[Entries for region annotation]

Begin

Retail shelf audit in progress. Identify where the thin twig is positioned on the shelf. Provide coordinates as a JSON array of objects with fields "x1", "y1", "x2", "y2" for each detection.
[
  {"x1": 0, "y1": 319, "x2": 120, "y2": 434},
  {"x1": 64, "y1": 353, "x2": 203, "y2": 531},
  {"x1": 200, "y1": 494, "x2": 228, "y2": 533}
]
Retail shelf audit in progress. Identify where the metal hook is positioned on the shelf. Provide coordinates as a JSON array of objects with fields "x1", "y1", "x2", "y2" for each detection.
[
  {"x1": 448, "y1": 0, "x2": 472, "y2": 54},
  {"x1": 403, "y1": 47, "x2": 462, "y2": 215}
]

End

**Short problem:** Reproduce all of the items above verbatim, keeping every line unchanged.

**Complete answer:**
Retail shelf audit in progress. Identify where the thin twig is positioned on the shelf. Provide coordinates as a JSON array of objects with fields "x1", "y1", "x2", "y2" for each detection.
[
  {"x1": 0, "y1": 319, "x2": 120, "y2": 434},
  {"x1": 64, "y1": 353, "x2": 203, "y2": 531},
  {"x1": 200, "y1": 494, "x2": 228, "y2": 533}
]
Retail shelf audit in progress. Identify where the metal hook is positioned on the shelf. Provide coordinates as a JSON array of objects with fields "x1", "y1", "x2", "y2" for each detection.
[
  {"x1": 448, "y1": 0, "x2": 472, "y2": 54},
  {"x1": 403, "y1": 47, "x2": 462, "y2": 215}
]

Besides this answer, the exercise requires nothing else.